[Supplied entries]
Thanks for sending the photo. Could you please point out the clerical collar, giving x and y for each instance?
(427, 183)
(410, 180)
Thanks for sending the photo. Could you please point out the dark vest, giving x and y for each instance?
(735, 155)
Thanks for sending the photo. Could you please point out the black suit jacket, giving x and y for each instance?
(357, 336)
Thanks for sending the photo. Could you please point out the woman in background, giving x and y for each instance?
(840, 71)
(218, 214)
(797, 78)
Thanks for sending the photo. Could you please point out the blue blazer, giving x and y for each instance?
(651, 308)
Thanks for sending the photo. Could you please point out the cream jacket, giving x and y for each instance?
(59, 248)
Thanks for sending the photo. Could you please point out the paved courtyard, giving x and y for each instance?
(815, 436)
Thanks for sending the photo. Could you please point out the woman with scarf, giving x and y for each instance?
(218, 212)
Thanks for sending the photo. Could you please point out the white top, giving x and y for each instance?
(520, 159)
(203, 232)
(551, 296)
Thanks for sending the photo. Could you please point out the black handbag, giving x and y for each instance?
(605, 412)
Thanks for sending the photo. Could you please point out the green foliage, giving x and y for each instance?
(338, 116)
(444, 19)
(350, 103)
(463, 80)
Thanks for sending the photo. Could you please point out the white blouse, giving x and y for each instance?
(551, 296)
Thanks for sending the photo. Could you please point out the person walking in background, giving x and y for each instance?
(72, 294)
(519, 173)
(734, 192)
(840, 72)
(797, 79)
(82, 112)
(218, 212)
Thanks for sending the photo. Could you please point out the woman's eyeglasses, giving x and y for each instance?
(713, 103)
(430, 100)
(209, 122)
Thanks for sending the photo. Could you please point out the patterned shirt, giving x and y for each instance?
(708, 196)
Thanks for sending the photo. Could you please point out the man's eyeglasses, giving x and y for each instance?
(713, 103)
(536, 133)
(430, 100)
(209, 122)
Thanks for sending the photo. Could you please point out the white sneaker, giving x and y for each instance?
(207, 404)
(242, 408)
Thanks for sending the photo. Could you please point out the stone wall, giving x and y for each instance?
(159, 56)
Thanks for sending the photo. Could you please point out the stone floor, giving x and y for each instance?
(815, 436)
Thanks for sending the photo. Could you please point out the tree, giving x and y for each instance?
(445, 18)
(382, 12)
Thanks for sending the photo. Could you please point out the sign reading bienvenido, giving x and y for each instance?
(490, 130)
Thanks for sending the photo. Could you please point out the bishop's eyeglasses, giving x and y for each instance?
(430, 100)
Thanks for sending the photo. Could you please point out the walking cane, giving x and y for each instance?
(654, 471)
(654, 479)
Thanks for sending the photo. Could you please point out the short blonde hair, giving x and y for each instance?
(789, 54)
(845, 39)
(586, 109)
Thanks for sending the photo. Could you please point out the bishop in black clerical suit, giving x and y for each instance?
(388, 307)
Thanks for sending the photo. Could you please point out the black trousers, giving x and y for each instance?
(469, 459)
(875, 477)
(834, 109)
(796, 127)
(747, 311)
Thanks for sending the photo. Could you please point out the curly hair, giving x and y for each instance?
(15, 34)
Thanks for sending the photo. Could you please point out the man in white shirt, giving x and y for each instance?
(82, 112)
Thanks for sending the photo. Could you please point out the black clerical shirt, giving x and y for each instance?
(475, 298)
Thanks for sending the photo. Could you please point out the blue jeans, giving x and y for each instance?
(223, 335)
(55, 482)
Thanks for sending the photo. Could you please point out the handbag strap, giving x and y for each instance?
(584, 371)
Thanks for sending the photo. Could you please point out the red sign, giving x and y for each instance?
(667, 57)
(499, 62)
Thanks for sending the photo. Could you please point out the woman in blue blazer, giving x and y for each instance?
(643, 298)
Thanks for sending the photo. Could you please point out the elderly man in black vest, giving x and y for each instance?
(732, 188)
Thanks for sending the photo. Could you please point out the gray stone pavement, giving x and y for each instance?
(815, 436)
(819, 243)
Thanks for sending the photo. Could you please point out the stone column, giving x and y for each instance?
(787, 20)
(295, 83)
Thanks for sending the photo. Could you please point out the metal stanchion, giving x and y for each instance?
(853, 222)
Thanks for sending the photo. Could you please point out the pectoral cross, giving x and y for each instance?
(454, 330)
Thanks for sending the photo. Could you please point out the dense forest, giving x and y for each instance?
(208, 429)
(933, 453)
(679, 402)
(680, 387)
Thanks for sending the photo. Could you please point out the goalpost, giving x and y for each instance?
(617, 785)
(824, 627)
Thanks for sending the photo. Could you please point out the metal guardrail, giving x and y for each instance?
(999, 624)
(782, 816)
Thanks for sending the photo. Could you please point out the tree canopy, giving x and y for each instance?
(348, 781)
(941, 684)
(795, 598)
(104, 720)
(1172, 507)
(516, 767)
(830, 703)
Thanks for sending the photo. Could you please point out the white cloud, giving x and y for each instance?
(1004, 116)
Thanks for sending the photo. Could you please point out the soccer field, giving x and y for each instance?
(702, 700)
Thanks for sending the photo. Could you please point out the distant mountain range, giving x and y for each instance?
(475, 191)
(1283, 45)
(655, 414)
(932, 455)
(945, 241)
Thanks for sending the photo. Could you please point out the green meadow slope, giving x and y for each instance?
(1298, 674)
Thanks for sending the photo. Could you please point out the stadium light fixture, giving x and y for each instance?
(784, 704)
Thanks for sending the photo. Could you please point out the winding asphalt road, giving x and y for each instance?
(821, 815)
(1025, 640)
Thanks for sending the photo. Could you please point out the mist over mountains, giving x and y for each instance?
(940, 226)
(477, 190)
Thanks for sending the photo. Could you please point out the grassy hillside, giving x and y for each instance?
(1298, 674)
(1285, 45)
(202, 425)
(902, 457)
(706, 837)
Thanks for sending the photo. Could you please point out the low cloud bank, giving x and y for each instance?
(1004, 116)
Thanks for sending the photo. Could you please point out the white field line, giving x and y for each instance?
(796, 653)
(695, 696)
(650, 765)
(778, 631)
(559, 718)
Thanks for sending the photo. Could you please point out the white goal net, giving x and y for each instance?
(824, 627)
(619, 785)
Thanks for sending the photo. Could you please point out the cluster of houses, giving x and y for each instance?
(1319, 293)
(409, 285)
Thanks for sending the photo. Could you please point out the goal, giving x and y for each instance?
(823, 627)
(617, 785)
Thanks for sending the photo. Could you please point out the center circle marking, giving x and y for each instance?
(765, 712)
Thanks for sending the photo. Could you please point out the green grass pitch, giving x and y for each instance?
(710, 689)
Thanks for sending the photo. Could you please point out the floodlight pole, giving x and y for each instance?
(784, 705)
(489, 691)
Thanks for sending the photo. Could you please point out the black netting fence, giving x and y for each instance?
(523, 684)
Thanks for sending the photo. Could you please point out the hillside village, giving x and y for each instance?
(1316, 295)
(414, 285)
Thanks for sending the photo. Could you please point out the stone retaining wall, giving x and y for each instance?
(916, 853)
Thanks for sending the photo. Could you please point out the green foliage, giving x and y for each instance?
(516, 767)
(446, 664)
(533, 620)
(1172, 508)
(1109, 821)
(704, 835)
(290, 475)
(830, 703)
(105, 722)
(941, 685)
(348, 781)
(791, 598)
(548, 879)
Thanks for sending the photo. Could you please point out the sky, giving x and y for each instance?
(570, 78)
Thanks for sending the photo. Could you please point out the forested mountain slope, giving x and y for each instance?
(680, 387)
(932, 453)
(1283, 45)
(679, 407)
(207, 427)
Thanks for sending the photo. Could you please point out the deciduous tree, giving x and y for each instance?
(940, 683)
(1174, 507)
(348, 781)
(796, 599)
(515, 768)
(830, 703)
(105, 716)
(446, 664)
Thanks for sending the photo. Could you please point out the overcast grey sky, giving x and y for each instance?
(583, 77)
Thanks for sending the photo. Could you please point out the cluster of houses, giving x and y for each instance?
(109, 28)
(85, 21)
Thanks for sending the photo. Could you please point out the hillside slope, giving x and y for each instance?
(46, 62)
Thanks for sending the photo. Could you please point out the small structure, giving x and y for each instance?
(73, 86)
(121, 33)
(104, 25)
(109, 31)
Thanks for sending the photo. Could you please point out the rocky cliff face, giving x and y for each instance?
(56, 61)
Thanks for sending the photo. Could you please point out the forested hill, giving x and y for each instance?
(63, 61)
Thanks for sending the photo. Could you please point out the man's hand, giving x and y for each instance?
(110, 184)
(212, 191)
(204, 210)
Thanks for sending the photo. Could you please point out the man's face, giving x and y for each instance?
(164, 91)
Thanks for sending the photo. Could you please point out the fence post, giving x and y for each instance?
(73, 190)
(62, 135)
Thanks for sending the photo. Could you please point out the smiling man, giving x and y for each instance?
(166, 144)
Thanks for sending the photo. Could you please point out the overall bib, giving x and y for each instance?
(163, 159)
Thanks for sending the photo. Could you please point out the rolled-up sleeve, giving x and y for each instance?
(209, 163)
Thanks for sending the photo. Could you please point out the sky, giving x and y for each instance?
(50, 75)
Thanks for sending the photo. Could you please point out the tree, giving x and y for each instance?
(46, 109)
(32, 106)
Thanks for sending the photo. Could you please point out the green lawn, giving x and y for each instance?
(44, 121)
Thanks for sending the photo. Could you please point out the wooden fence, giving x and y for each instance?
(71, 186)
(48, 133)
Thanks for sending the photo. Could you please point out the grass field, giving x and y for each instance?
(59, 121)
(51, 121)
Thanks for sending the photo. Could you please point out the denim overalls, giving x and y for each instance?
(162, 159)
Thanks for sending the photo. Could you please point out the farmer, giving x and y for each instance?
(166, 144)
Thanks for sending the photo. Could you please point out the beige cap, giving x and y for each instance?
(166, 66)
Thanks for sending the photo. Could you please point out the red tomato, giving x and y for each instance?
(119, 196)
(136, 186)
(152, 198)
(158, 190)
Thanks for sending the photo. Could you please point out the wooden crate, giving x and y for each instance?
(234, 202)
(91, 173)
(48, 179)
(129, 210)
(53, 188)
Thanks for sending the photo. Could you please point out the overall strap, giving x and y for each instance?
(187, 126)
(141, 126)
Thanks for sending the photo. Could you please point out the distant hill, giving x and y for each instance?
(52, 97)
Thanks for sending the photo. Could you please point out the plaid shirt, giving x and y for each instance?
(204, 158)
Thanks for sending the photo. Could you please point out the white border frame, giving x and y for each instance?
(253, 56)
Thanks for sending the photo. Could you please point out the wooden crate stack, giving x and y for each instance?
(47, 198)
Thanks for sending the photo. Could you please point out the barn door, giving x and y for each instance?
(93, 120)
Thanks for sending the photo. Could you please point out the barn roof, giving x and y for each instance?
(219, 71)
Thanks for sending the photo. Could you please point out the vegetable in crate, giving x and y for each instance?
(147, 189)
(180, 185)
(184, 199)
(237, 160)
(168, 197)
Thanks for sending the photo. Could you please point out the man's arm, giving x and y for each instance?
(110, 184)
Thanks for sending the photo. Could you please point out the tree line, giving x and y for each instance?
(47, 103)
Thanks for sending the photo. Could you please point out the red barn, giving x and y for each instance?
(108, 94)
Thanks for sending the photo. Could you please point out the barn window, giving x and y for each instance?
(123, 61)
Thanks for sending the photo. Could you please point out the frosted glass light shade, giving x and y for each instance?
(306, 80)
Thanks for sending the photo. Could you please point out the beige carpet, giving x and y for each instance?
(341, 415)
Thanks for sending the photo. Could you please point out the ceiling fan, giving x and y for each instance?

[Exercise task] Every line from the one containing "barn, giving x and y for each instance?" through the last line of the entries must be written out verbatim, and no other line.

[Output of the exercise]
Thanks for sending the photo. Could you please point out the red barn, giving x and y for each instance?
(108, 94)
Thanks for sending the photo. Could you please point out the barn window, giving x and y for each instance?
(123, 61)
Thanks for sending the photo. Could you please point out the frosted glass light shade, giving x and y for each instance?
(306, 80)
Thanks for sending the photo. Could you please point out the beige carpet, giving x and y for each instance?
(341, 415)
Thanks for sending the photo. Could you please point out the ceiling fan, giving x and y for each instance?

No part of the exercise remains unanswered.